◆ The task
This exercise calls for every line of the data below with the string "sample" in it.

◆ The data

===

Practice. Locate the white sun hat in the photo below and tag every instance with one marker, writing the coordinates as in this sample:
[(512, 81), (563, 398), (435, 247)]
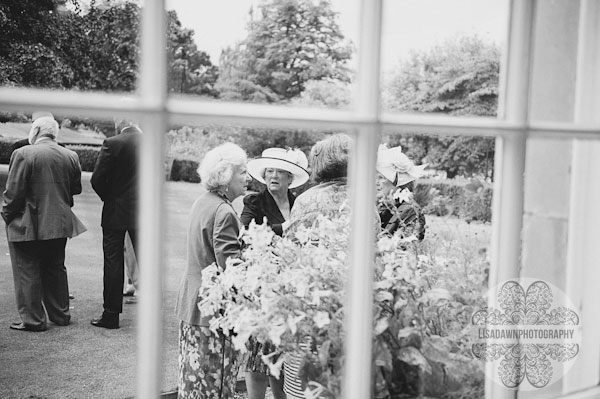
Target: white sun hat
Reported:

===

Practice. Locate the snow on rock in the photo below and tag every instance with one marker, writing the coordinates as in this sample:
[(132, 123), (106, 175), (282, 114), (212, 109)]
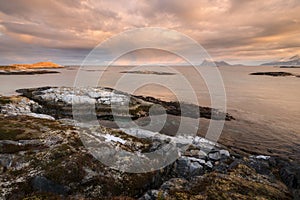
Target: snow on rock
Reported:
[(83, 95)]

===

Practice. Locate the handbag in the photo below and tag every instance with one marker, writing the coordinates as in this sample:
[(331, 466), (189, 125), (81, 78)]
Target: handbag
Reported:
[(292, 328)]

===

◆ Solution to the exercise
Practice. Locate the white sun hat in the photo below and tag every instance with one marker, writing the coordinates as in this sample:
Practice. Locate the snow on rock in the photo below and tag every instance with one marker, writing the coordinates as in this sample:
Practice. Locate the handbag in the photo below and tag every instance with one marker, writing the coordinates as in this sample:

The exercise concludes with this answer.